▸ **PROBLEM**
In the entries below, go to the line containing "Point to the city" and repeat it along with every later line, exactly.

▸ **DATA UNDER STUDY**
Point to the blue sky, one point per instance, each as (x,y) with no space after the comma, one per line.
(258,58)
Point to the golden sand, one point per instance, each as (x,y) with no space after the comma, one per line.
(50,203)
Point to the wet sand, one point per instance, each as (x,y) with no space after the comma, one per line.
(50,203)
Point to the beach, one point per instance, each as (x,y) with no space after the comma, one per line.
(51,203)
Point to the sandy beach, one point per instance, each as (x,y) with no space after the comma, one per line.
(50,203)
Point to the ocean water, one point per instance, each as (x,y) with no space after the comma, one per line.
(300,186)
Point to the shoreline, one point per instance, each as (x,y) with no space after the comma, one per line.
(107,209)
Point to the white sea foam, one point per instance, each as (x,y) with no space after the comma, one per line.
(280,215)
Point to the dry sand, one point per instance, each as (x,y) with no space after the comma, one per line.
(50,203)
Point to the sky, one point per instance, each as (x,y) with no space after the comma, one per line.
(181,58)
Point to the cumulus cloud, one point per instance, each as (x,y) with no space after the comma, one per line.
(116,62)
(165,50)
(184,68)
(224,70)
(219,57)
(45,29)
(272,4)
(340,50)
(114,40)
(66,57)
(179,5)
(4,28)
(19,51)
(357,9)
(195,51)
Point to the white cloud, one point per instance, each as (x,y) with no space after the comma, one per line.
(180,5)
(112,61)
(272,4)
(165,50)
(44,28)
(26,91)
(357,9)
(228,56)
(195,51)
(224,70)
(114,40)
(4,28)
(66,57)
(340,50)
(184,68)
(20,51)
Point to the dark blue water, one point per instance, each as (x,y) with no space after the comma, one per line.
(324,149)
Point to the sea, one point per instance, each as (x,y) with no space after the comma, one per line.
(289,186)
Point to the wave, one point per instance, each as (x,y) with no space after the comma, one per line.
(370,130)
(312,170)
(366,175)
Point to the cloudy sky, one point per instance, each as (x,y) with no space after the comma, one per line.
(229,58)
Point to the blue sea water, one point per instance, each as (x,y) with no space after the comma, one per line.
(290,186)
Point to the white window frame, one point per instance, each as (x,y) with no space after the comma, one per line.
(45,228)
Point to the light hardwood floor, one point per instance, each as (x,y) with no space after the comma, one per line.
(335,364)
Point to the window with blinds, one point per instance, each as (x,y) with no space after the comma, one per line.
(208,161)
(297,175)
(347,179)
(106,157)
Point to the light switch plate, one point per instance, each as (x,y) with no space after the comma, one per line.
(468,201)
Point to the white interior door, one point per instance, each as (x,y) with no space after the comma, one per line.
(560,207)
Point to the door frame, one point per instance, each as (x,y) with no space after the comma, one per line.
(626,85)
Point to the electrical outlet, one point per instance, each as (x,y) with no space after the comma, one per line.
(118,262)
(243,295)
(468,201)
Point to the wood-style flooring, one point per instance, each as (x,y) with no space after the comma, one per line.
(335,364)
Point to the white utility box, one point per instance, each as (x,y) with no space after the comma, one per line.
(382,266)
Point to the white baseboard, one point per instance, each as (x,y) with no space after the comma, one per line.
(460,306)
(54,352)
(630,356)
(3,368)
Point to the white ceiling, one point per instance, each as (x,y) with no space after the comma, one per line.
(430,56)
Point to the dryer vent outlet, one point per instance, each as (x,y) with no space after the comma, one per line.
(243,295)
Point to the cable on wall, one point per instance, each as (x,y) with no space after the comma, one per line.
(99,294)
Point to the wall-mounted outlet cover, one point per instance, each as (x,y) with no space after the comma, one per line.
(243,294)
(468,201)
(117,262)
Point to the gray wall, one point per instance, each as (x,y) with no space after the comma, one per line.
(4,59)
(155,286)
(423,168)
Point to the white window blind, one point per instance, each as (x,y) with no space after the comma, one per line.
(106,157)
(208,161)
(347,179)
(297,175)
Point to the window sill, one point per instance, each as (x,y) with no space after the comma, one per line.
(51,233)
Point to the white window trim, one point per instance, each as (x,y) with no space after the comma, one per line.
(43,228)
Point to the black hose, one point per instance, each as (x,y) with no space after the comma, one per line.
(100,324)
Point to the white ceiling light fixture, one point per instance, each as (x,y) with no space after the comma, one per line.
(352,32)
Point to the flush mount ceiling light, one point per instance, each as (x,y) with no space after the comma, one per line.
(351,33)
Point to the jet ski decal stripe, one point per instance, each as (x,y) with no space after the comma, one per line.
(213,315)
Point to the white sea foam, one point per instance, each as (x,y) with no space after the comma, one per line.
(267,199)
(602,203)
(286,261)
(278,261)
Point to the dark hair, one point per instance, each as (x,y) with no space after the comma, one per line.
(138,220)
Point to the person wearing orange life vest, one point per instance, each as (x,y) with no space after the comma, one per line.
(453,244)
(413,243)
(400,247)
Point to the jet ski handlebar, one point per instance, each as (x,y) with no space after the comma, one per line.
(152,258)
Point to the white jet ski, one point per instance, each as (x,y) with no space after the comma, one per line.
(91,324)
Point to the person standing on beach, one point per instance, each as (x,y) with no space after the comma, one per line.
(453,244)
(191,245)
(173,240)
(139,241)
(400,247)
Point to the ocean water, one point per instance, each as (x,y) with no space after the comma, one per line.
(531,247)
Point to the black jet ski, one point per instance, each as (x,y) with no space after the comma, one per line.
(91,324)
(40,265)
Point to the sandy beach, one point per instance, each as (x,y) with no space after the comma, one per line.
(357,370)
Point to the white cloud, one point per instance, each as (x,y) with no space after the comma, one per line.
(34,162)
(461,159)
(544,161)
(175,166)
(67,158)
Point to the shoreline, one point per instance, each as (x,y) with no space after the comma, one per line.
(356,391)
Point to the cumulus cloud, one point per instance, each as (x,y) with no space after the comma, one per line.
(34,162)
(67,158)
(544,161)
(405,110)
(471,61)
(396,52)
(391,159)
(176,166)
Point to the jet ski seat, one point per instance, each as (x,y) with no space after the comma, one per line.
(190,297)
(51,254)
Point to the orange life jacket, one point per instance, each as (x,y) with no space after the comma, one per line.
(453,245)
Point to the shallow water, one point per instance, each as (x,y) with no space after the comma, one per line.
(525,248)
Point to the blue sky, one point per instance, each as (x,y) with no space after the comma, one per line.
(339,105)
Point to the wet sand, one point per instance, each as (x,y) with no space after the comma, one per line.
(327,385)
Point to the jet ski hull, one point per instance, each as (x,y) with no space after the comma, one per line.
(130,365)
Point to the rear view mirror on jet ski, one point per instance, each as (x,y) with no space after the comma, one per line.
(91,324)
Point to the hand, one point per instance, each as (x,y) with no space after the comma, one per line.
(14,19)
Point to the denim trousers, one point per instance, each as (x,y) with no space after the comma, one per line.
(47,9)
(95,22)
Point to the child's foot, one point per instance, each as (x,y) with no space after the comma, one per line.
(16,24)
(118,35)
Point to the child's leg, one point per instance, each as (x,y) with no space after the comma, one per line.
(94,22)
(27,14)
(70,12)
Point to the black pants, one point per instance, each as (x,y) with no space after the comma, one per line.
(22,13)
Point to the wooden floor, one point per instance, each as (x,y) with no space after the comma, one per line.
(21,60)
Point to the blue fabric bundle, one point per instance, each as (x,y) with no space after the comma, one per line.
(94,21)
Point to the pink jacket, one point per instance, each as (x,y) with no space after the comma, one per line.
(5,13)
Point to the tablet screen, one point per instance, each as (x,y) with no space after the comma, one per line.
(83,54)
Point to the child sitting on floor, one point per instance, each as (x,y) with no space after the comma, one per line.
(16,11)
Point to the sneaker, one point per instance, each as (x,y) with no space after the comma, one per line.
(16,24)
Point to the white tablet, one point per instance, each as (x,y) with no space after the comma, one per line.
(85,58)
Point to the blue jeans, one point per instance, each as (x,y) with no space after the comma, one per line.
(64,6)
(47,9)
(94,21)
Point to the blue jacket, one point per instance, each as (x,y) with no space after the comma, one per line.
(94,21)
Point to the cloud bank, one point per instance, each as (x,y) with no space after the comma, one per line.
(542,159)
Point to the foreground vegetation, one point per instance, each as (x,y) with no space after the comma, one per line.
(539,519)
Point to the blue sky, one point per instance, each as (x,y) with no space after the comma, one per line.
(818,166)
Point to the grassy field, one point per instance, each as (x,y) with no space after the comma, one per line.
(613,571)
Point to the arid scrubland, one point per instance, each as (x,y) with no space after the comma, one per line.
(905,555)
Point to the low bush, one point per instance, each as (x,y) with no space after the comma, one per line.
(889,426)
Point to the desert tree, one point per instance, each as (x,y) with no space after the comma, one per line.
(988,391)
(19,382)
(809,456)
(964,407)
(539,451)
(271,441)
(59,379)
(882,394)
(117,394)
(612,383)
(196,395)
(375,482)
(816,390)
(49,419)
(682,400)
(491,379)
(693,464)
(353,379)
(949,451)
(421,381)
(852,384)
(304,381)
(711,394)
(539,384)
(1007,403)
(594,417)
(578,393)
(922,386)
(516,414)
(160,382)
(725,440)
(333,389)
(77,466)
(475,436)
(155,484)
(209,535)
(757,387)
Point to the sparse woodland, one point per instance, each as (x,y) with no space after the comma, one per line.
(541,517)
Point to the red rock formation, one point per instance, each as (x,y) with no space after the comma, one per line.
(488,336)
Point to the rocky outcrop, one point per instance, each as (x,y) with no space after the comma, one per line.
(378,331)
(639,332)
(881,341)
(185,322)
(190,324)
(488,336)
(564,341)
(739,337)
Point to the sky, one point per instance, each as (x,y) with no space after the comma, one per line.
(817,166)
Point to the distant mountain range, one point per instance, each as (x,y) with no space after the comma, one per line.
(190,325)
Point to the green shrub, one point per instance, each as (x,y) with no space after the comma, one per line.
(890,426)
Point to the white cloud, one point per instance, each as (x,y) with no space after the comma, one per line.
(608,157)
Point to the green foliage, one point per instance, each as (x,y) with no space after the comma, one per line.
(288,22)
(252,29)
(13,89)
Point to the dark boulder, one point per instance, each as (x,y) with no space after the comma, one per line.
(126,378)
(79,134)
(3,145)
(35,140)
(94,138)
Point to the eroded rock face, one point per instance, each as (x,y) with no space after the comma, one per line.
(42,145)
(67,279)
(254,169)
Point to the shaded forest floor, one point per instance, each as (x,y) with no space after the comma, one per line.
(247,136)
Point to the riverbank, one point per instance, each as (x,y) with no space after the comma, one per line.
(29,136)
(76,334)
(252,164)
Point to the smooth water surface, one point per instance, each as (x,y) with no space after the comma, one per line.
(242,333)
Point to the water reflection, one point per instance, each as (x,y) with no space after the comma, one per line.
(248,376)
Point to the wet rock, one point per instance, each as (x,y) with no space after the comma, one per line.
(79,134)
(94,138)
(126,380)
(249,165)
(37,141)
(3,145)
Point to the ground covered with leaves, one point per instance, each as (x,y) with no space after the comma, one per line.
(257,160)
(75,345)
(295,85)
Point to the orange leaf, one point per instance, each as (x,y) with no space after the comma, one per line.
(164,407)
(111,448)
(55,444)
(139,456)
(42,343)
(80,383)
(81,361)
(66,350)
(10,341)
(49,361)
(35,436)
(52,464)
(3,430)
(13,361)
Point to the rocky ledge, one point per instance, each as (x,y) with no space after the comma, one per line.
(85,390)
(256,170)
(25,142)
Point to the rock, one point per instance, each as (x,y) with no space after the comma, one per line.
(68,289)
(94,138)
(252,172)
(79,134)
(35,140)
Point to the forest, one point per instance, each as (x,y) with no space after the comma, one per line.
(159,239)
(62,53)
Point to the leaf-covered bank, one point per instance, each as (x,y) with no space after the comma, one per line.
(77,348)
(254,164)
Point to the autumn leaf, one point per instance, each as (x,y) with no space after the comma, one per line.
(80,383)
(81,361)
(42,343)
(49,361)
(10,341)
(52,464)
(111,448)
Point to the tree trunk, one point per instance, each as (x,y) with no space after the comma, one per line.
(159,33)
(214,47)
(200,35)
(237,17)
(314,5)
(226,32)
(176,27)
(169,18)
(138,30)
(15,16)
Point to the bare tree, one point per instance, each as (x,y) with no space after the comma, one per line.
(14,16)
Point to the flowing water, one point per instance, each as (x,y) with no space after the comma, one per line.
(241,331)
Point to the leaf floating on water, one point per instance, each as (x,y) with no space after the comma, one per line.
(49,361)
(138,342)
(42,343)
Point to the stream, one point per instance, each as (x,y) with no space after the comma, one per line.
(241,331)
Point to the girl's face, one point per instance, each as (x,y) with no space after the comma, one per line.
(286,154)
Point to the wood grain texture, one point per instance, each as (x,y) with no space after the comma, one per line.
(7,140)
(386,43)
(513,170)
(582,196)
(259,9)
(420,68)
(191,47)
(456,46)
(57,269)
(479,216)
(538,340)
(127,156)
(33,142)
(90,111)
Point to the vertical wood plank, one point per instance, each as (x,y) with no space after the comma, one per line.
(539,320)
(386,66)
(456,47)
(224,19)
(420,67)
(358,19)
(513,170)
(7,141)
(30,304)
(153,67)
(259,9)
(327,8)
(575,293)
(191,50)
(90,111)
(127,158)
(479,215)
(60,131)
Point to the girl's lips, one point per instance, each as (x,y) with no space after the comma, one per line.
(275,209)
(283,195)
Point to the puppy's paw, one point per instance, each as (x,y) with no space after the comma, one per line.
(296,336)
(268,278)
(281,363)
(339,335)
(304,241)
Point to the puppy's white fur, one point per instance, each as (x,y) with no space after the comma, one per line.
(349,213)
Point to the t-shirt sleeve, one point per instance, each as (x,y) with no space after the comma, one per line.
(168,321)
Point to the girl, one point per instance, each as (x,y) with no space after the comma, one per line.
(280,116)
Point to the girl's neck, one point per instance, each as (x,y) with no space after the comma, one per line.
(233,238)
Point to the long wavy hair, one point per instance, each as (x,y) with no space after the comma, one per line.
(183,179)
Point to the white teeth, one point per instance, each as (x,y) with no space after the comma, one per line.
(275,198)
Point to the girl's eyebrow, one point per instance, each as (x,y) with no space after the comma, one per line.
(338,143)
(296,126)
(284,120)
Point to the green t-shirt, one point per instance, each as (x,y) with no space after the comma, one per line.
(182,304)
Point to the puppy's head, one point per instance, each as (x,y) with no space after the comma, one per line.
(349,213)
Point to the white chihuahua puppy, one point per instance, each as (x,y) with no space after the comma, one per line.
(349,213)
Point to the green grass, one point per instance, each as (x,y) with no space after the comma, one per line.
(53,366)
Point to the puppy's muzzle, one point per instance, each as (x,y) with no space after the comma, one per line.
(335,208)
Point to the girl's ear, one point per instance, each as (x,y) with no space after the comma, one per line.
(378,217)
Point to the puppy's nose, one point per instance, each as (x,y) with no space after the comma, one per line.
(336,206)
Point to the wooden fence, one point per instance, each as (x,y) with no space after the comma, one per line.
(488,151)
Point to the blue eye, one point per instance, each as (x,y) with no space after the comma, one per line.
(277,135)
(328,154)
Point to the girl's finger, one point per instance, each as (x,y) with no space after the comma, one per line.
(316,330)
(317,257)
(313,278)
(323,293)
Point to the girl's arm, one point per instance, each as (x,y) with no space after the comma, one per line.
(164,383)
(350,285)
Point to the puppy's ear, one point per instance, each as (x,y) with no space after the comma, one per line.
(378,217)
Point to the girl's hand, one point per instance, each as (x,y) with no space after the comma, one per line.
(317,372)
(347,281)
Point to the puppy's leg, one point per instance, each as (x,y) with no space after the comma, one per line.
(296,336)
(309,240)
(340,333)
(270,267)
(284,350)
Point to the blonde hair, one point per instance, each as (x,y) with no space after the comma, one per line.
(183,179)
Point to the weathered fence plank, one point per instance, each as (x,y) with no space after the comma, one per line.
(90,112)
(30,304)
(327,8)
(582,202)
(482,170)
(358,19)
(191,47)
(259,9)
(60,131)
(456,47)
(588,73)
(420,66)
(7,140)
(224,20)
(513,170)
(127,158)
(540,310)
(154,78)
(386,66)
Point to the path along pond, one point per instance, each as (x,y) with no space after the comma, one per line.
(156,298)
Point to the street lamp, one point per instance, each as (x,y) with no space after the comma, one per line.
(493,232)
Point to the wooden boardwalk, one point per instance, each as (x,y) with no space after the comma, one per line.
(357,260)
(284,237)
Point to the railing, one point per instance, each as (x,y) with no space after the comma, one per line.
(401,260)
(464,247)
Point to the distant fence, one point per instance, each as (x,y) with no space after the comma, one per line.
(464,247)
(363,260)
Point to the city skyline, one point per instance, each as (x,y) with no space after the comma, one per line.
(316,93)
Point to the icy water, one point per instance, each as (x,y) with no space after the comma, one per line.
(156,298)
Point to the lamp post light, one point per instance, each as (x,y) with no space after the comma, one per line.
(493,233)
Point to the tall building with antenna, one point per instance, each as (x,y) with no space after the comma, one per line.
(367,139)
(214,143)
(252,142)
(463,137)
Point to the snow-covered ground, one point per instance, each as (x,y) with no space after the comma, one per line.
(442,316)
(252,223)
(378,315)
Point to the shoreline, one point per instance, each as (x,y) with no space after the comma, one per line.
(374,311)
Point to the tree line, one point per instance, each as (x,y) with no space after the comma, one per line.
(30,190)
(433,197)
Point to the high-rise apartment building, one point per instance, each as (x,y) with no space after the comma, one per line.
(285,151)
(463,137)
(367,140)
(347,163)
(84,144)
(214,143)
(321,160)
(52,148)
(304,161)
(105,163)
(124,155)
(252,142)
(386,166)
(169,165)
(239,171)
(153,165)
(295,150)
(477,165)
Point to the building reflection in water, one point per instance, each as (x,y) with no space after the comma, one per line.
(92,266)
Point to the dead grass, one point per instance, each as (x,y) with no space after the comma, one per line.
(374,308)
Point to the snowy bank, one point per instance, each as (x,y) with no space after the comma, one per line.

▸ **OUTPUT FOR THIS TASK**
Point to the city skyline, one point per instance, each as (x,y) with no space after the comma, one per line.
(316,93)
Point to the icy water, one point per instance, each as (x,y) with no space after the comma, one per line.
(156,298)
Point to the lamp post light, one point per instance, each as (x,y) with no space after the comma, one per line.
(493,233)
Point to the tall building with antenna, one point per instance, each as (x,y) with no space after the comma, one per line.
(367,139)
(214,143)
(252,142)
(463,137)
Point to the snow-covered ground, one point per instance, each as (x,y) with no space after the comma, one per line.
(442,316)
(252,223)
(378,315)
Point to the shoreline, one point per instance, each as (x,y) with no space after the comma, one per line.
(374,311)
Point to the tree line, one point per instance, each as (x,y) with no space after the comma, one per line.
(30,190)
(433,197)
Point to the high-rise apartment building, one point per instance, each as (x,y) with no space after the comma, one per line.
(285,151)
(463,137)
(367,140)
(347,163)
(84,144)
(214,143)
(321,160)
(52,148)
(304,161)
(105,163)
(124,155)
(252,142)
(386,166)
(169,165)
(239,171)
(153,165)
(295,150)
(477,165)
Point to the building reflection in water, one point per instance, each as (x,y) with no space after the comma, one per line.
(92,266)
Point to the dead grass, one point per instance, each as (x,y) with no space after the comma, one per line.
(374,308)
Point to the snowy bank, one point per instance, each as (x,y) with no space after the comma, one per line.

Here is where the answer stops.